— Begin Information given —

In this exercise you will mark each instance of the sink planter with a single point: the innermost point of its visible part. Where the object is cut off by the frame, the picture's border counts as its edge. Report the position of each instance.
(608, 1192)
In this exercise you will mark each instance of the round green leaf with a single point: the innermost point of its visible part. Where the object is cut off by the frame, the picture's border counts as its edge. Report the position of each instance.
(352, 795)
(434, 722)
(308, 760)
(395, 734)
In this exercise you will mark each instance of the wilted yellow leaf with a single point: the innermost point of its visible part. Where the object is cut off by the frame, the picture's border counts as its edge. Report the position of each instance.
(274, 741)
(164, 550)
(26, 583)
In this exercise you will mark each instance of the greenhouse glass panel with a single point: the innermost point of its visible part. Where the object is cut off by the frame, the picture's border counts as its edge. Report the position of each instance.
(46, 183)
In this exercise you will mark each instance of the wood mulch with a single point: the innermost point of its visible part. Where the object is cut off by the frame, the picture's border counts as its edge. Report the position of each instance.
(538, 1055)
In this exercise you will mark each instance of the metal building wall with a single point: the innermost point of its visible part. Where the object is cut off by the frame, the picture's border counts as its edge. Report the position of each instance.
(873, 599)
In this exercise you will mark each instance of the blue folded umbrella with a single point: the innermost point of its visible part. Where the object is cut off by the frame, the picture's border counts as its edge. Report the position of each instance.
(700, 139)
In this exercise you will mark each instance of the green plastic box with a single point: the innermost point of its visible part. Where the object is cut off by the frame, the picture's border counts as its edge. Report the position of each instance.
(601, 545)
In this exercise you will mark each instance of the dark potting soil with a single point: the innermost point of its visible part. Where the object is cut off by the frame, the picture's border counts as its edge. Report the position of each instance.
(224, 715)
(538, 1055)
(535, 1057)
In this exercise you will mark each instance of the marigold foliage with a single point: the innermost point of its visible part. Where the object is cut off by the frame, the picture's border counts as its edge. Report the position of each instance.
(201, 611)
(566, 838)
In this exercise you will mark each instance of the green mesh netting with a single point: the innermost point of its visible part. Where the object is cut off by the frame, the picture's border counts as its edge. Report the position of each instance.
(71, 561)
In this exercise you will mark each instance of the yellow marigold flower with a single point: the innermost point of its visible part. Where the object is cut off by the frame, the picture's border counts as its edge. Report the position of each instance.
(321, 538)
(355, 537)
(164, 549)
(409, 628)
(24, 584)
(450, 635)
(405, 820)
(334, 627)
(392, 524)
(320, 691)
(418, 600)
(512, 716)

— End Information given —

Exercise objective:
Recast all of the records above as a numbered list, leaving out any blank lines.

Answer below:
1. In this exercise you will mark each instance of the sink planter with a single point: the innermost point of its visible part. Where the object is cut off by the frame, the picture's border counts as its edge. Report the position of each instance.
2. (608, 1192)
3. In this exercise you will mark each instance of the round green leaf with a single point: the innermost point of its visible part. Where the object is cut off by the frame, the picture's border counts as its edge. Report the position of each instance.
4. (352, 795)
5. (434, 722)
6. (308, 760)
7. (395, 734)
8. In this exercise you will mark each instance of the wilted yellow leaf with a single point: the innermost point of its visible part. Where the object is cut off by the frame, the picture's border counts as its edge. Report the position of each instance.
9. (274, 741)
10. (164, 550)
11. (26, 583)
12. In this exercise you will mark each instance of the greenhouse glass panel with a single point: the innermost point of its visible part. Where the object is cut off by the frame, the picture's border counts as its edge. Report the position of each instance.
13. (46, 183)
14. In this exercise you will mark each instance of the wood mulch with a single point: the innermost point of its visible part. Where the object is cut off by the frame, the picture's border counts as its edge. Report the position of each instance.
15. (538, 1055)
16. In this exercise you will mark each instance of the metal building wall with a single point: the innermost point of its visible part. Where the object is cut off by the frame, the picture's border counts as its edge. Report the position of each instance.
17. (873, 599)
18. In this exercise you will mark each instance of the blue folded umbrella with a single point: the innermost point of its visible part. Where the object is cut off by the frame, the picture's border counts as its edge. Report the position of each instance.
19. (700, 139)
20. In this exercise you will mark each instance of the green plastic box with a single point: the innermost point of its visible part. Where the object is cut off by the frame, the picture's border counts as its edge. Report the position of each instance.
21. (601, 545)
22. In this exercise you will mark each instance of the dark potting soil with a single point: the innermost point of its visible part. Where the object is cut off by the frame, the picture's border counts as its edge. Report the position of each instance.
23. (224, 715)
24. (538, 1055)
25. (535, 1057)
26. In this exercise you will mark each instance of the marigold foliage with a single point: the innermost point of its visible part. Where the object is cut off by the frame, the picture's border counts as its edge. Report the position of each instance.
27. (201, 611)
28. (566, 838)
29. In this exercise you will mark each instance of the green mesh netting with a single point: the innermost point of its visible part. Where the object is cut off by the frame, the picture's border counts as its edge. Report the position of each instance.
30. (71, 561)
31. In this exercise you will mark each instance of the yellow marigold flower with a single point: the innermost point of its visible part. Where the object is cut off by the frame, the picture's border counts as its edge. Report the position of each instance.
32. (321, 538)
33. (355, 537)
34. (164, 549)
35. (409, 628)
36. (24, 584)
37. (450, 635)
38. (405, 820)
39. (334, 627)
40. (392, 524)
41. (320, 691)
42. (418, 600)
43. (512, 716)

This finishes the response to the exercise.